Materials provided.
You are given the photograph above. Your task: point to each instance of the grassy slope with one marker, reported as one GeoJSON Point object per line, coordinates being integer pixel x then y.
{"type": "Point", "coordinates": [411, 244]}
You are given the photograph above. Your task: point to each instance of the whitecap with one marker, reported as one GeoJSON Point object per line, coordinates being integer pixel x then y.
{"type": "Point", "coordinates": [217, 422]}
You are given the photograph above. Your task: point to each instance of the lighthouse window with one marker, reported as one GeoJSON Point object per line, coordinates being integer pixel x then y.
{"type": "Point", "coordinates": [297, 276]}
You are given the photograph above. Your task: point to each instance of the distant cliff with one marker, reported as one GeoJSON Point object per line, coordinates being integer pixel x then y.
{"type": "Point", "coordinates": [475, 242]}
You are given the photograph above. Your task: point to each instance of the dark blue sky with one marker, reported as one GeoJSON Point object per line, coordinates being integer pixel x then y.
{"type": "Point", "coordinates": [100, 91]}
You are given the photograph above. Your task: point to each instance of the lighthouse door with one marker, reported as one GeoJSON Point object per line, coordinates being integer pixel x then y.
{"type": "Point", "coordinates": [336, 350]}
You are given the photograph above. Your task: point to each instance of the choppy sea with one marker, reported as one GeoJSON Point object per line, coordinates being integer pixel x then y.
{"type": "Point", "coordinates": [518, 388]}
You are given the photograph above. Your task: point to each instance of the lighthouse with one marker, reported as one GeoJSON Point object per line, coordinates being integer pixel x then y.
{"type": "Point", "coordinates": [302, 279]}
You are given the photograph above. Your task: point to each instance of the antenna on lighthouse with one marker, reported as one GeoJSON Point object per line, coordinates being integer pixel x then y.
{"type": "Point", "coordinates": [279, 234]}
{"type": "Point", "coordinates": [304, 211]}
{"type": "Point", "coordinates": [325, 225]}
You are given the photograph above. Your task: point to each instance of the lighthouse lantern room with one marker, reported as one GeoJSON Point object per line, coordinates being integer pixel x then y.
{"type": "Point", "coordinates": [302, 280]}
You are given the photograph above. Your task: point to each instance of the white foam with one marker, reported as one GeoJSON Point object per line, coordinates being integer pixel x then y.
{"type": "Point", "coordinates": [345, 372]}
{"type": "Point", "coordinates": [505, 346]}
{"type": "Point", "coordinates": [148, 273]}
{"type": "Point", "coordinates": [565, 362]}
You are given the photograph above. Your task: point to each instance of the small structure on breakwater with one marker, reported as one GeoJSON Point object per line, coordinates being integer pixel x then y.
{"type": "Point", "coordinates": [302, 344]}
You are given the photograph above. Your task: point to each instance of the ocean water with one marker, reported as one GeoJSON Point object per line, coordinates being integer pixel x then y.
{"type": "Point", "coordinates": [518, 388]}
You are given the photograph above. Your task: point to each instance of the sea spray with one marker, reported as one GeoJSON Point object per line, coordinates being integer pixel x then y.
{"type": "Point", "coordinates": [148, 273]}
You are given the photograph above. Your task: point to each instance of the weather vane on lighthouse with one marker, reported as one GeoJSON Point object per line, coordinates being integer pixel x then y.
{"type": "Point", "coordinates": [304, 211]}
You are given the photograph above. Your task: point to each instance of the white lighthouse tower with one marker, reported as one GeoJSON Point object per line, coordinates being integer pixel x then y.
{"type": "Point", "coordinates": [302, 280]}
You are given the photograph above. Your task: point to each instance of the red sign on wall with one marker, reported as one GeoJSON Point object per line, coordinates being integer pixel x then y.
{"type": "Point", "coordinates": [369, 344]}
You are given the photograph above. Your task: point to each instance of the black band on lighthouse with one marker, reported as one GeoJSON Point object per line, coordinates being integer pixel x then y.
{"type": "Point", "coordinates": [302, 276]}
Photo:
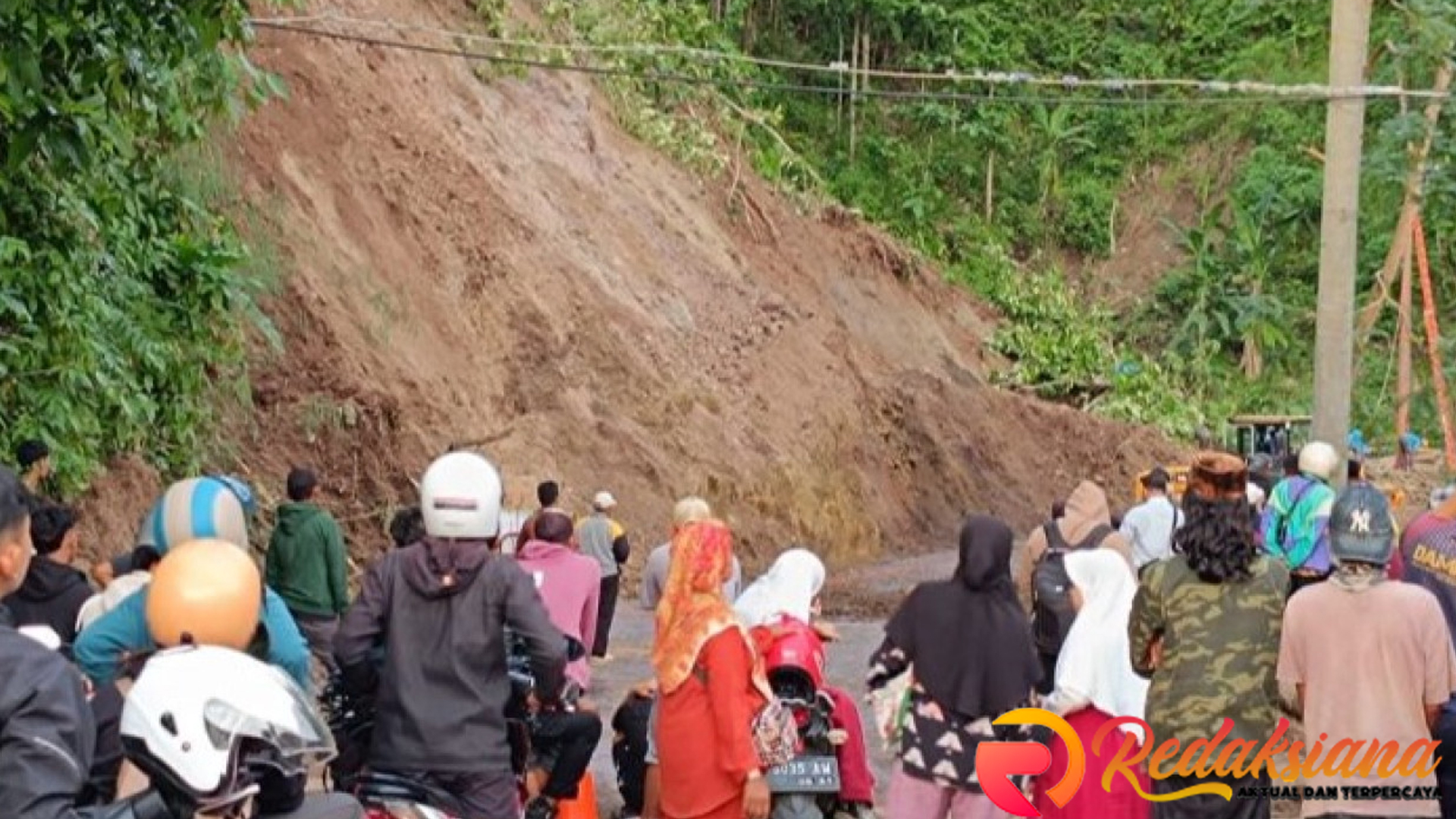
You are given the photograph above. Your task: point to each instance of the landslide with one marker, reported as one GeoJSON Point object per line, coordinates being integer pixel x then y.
{"type": "Point", "coordinates": [497, 262]}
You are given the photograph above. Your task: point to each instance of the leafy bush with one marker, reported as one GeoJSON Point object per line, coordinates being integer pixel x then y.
{"type": "Point", "coordinates": [120, 286]}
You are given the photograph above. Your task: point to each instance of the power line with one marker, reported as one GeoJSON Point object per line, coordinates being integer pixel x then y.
{"type": "Point", "coordinates": [1244, 88]}
{"type": "Point", "coordinates": [777, 86]}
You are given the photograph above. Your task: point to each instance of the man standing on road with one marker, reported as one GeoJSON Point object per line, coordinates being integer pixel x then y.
{"type": "Point", "coordinates": [1296, 521]}
{"type": "Point", "coordinates": [546, 494]}
{"type": "Point", "coordinates": [1408, 673]}
{"type": "Point", "coordinates": [1429, 560]}
{"type": "Point", "coordinates": [603, 539]}
{"type": "Point", "coordinates": [1150, 525]}
{"type": "Point", "coordinates": [34, 460]}
{"type": "Point", "coordinates": [308, 566]}
{"type": "Point", "coordinates": [654, 575]}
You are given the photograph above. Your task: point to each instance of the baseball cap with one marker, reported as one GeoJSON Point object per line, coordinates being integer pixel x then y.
{"type": "Point", "coordinates": [1360, 526]}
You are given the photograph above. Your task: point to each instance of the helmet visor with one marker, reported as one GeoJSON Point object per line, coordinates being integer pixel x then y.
{"type": "Point", "coordinates": [293, 733]}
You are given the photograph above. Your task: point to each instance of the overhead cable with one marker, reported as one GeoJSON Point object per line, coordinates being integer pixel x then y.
{"type": "Point", "coordinates": [1245, 89]}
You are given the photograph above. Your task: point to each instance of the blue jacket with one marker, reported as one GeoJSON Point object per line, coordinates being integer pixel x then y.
{"type": "Point", "coordinates": [124, 630]}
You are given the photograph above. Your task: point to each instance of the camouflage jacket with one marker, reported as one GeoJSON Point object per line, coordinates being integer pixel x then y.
{"type": "Point", "coordinates": [1219, 651]}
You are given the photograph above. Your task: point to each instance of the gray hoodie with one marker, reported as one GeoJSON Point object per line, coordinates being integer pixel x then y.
{"type": "Point", "coordinates": [441, 697]}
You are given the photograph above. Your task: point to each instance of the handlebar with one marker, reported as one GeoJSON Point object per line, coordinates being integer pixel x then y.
{"type": "Point", "coordinates": [146, 805]}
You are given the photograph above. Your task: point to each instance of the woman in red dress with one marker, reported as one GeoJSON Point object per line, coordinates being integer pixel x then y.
{"type": "Point", "coordinates": [1094, 686]}
{"type": "Point", "coordinates": [710, 687]}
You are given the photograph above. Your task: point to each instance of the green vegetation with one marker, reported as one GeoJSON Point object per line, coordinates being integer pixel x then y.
{"type": "Point", "coordinates": [121, 286]}
{"type": "Point", "coordinates": [1005, 193]}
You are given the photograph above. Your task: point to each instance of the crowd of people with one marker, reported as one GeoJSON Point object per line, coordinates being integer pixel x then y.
{"type": "Point", "coordinates": [1187, 613]}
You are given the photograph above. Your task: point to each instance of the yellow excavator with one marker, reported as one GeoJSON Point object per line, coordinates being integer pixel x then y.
{"type": "Point", "coordinates": [1263, 442]}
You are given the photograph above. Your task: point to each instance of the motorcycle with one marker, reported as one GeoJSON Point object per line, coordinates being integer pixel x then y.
{"type": "Point", "coordinates": [400, 796]}
{"type": "Point", "coordinates": [805, 787]}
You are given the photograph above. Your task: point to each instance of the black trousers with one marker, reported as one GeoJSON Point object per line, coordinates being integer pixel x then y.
{"type": "Point", "coordinates": [1212, 806]}
{"type": "Point", "coordinates": [476, 796]}
{"type": "Point", "coordinates": [1446, 768]}
{"type": "Point", "coordinates": [1049, 673]}
{"type": "Point", "coordinates": [564, 744]}
{"type": "Point", "coordinates": [606, 610]}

Objective. Repeat exactly the lines starting at the line with "of the woman" and ending with the final line of the entries. Include nothing else.

Task result.
You are given the photograph above. Your task: point to each instance of the woman in red dress with one marker, reported as one GeoJSON Point object per line, coordinates being integer pixel x then y.
{"type": "Point", "coordinates": [1094, 686]}
{"type": "Point", "coordinates": [710, 687]}
You are given the photograph above. Your task: point to each instance of the green vegetation with one marker, reported as one GeoJSON Point object per line, coordinates being integer pixel x then y.
{"type": "Point", "coordinates": [121, 286]}
{"type": "Point", "coordinates": [1005, 193]}
You are given the photograph above. Your task: point to each instance of the crowd of people with one marker, reported as one GeoJSON Point object per line, coordinates being integer pixel x then y.
{"type": "Point", "coordinates": [1187, 613]}
You are given the photograph above. Your task: point to each instance of the yellow excavator with one marker, reported as one GeoJSON Point object per line, coordinates being integer pixel x then y.
{"type": "Point", "coordinates": [1263, 442]}
You are given the photograph above. Your task: point to each instance of the motorcycle with one marker, reported as one GeoJSON Point object per line, coordinates being integer pixel x then y.
{"type": "Point", "coordinates": [400, 796]}
{"type": "Point", "coordinates": [805, 787]}
You are given the photograph above. Your task: point to each instance of the black trousers with one marker, reported as one GeoJSON Point object per line, coordinates being integer pixel x then y.
{"type": "Point", "coordinates": [1212, 806]}
{"type": "Point", "coordinates": [476, 796]}
{"type": "Point", "coordinates": [1446, 768]}
{"type": "Point", "coordinates": [1049, 673]}
{"type": "Point", "coordinates": [564, 744]}
{"type": "Point", "coordinates": [606, 610]}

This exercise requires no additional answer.